--- start of Record list ---

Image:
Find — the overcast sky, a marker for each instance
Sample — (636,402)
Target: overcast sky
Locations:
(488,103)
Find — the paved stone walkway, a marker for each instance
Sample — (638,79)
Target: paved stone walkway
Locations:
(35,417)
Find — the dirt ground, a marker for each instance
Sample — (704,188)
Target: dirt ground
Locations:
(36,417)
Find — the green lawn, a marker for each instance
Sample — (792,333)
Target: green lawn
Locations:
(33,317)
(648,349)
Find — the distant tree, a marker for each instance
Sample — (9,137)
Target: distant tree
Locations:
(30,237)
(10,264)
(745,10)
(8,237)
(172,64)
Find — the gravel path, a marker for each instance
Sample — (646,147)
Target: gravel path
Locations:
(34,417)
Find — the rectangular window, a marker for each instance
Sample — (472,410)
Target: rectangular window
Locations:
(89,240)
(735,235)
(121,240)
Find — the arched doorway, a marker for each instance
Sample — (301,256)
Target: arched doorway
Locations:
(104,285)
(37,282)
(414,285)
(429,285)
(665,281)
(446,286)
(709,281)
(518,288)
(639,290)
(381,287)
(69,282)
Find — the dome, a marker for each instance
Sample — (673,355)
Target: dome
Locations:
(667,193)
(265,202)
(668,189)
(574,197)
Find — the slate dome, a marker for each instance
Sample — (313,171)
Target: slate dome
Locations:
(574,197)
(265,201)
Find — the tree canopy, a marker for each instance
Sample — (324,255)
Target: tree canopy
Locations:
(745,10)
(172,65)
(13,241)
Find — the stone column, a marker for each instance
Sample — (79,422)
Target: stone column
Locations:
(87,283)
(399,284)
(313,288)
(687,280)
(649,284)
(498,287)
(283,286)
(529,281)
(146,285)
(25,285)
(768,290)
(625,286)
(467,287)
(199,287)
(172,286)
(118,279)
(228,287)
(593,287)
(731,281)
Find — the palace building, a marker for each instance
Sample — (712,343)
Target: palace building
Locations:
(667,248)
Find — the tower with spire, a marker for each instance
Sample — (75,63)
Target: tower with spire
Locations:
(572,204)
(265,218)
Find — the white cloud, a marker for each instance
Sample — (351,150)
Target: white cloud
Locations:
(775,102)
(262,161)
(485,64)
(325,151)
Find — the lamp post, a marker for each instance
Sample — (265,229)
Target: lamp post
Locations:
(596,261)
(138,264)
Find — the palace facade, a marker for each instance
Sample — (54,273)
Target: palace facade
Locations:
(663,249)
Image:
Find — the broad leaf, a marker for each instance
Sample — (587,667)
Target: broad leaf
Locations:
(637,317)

--- end of Record list ---

Please switch every "Sample" in the data above to "Reference" and leave everything else unchanged.

**Exercise result:**
Image:
Find — the overcast sky, a marker for each instance
Reference — (636,402)
Target: overcast sky
Locations:
(488,103)
Find — the paved stone walkway, a marker for each instance
Reference — (638,79)
Target: paved stone walkway
Locations:
(35,417)
Find — the dirt ground, a marker for each instance
Reference — (704,188)
Target: dirt ground
Locations:
(36,417)
Find — the green lawn, a marker for each instance
Reference — (792,333)
Target: green lawn
Locations:
(33,317)
(648,349)
Find — the distant tree, a marker for each instance
Reference — (9,137)
Target: distant tree
Locations:
(30,237)
(10,264)
(745,10)
(8,237)
(172,64)
Find — the gravel path, a marker for each instance
Reference — (646,147)
Target: gravel path
Locations:
(34,417)
Find — the rectangular window, a marker for each instance
Reference — (472,410)
Target: rectangular window
Locations:
(89,240)
(735,235)
(121,240)
Find — the arched doorway, a marker for each instance
Reference — (301,256)
Target: arched doorway
Locations:
(104,285)
(37,282)
(414,285)
(429,285)
(665,281)
(446,286)
(709,281)
(518,288)
(639,290)
(381,287)
(69,282)
Find — the dome, a marker for each instance
Reference — (673,355)
Target: dome
Locations:
(667,193)
(265,202)
(668,189)
(574,197)
Find — the slate dome, a marker for each instance
Reference — (313,171)
Target: slate dome
Locations:
(574,197)
(265,201)
Find — the tree canopy, a marker for each instance
Reference — (324,255)
Target: tree canopy
Locations:
(745,10)
(172,65)
(13,241)
Find — the stone column, a marker for each instance
Reference — (79,422)
Target: stone column
Locations:
(87,283)
(399,284)
(313,288)
(687,280)
(649,284)
(498,287)
(283,286)
(529,281)
(146,285)
(25,285)
(768,290)
(625,286)
(467,287)
(199,287)
(172,286)
(118,279)
(228,287)
(593,287)
(731,281)
Find — the palace building, a marker for each instance
Reference — (712,343)
Target: palace building
Locations:
(667,248)
Find — the tower with spire, a marker for each instance
Reference — (75,63)
Target: tower with spire
Locations:
(572,204)
(265,218)
Find — the white cloud, a marker for each instance
Reference — (351,150)
Target: white cloud
Locations:
(775,102)
(262,161)
(485,64)
(325,151)
Find — the lamp post, a marker for each instance
Reference — (265,229)
Target: lamp post
Locations:
(596,261)
(138,264)
Find — the palace facade, a marker for each instance
Reference — (54,273)
Target: palace facade
Locations:
(663,249)
Image:
Find — the broad leaf, a marker for each instance
Reference — (587,667)
Target: broad leaf
Locations:
(637,317)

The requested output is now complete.